#### EXTRACT

Boris Yeltsin’s recent electoral triumph over his Communist riyal was hailed throughout the West as a victory for democracy and reassuring evidence that Russia will continue on the path of progress and peace. In Washington, London, Paris, Bonn, the leaders of the United Nations of the Free World breathed a sigh of relief. Absent from the congratulations were the by now traditional warnings against the upsurge in Russian nationalism represented by such sinister figures as Gennady Zyuganov, Vladimir Zhirinovsky, and General Alexandr Lebed. Of course, now that Lebed has joined Yeltsin’s team, even the nationalist bear has been stuffed back into his cage. Or has he?

American news commentators, in the second stage of the Russian presidential campaign, began to grow uneasy with Lebed’s denunciations of foreign cults (including Mormonism) but grudgingly decided to set down these gaffes to campaign rhetoric. But if xenophobia wins votes in Russia, then serious or not, Lebed may be preparing some surprises for tire Free World. When I met Lebed back in January (along with the directors of the Lord Byron Foundation), he gave no indication of either xenophobia or political cynicism. In fact, despite his obvious sense of humor, Alexandr Lebed is a deadly serious man who believes that the United States and Germany, along with their puppet regimes in Britain and France, are busily encircling the remnant of the Russian empire they have already succeeded in dismembering. The object is to reduce Russia from a second-rate power to an inconsequential piece of geography that can be exploited at will by German and American businessmen and their governments.

########
#### DATASET RECORDS

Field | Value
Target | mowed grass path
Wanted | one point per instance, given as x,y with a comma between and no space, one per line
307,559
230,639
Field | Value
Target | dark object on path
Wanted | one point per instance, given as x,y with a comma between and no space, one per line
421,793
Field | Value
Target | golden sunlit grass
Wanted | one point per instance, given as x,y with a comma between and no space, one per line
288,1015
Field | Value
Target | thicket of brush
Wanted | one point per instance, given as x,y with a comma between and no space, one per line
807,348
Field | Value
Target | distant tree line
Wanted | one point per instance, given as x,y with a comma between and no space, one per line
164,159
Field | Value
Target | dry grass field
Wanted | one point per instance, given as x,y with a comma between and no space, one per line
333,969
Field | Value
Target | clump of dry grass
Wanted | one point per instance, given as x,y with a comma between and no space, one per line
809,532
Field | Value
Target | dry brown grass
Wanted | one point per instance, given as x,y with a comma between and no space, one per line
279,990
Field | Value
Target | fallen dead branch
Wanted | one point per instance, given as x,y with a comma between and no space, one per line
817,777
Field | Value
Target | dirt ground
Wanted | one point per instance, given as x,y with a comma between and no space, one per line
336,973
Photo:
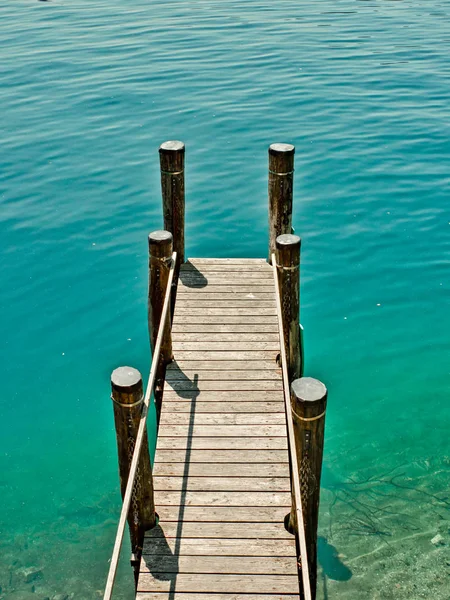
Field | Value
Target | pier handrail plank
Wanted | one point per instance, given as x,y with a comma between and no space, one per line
139,439
291,445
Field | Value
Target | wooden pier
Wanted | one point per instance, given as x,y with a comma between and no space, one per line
235,474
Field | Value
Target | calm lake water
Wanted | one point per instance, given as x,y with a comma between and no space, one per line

########

## PROBLEM STATEMENT
Copy word for word the part of the article on Yeltsin's election starting at "Boris Yeltsin’s recent" and ending at "cage. Or has he?".

## EXERCISE RESULT
Boris Yeltsin’s recent electoral triumph over his Communist riyal was hailed throughout the West as a victory for democracy and reassuring evidence that Russia will continue on the path of progress and peace. In Washington, London, Paris, Bonn, the leaders of the United Nations of the Free World breathed a sigh of relief. Absent from the congratulations were the by now traditional warnings against the upsurge in Russian nationalism represented by such sinister figures as Gennady Zyuganov, Vladimir Zhirinovsky, and General Alexandr Lebed. Of course, now that Lebed has joined Yeltsin’s team, even the nationalist bear has been stuffed back into his cage. Or has he?